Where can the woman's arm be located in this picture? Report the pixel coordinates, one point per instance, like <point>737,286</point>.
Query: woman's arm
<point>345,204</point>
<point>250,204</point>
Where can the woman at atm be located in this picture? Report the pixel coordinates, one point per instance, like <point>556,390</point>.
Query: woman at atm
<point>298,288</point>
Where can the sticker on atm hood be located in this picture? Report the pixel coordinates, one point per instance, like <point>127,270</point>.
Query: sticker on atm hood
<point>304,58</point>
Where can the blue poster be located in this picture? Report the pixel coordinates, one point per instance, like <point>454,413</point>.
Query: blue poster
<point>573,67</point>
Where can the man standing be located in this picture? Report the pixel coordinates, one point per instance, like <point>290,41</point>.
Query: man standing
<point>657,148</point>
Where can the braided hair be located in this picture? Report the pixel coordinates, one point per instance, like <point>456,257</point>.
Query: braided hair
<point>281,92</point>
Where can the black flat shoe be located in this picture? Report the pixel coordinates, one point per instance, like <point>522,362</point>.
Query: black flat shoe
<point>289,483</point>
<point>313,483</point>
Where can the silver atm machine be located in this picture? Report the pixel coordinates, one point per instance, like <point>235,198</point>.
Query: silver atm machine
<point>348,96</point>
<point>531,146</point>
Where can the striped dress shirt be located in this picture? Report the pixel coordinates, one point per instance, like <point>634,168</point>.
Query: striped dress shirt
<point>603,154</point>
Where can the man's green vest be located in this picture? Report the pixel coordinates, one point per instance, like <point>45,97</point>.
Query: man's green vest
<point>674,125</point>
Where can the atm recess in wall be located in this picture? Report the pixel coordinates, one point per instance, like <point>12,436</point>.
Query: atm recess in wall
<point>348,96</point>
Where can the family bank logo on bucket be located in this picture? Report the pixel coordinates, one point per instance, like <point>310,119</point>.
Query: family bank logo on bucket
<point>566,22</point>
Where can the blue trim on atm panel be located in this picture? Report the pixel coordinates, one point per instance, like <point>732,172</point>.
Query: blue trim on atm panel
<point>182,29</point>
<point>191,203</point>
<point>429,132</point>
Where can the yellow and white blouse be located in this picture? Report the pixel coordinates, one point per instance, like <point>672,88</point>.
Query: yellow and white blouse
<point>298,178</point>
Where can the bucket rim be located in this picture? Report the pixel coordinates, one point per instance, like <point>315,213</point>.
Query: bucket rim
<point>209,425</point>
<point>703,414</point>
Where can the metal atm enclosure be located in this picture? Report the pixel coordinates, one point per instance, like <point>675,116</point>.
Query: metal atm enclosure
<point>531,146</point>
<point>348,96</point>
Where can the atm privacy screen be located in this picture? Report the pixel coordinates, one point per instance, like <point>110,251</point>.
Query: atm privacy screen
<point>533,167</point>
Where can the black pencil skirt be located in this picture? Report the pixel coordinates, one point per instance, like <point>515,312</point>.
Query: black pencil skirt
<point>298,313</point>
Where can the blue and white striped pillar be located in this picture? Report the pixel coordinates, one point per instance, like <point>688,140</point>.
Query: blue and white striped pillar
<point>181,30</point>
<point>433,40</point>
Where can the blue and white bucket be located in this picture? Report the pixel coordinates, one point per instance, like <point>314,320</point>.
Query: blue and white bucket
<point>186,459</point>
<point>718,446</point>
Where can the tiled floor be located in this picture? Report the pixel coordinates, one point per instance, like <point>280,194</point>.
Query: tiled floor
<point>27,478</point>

» **SHORT TASK**: Scale the records from their first line through the line holding "<point>298,288</point>", both included, and give every line again, requests too. Multiply each answer coordinate by 1.4 and round to whole numbers with halves going up, but keep the numbers in the requests and their format samples unchanged.

» **SOLUTION TO THIS EXERCISE**:
Where can the woman's arm be located in this picture? Report the pixel coordinates, one point per instance, like <point>737,286</point>.
Query: woman's arm
<point>483,286</point>
<point>350,286</point>
Where can the woman at atm be located in this picture? Report the pixel coordinates, one point per instance, like <point>556,390</point>.
Query: woman at atm
<point>417,403</point>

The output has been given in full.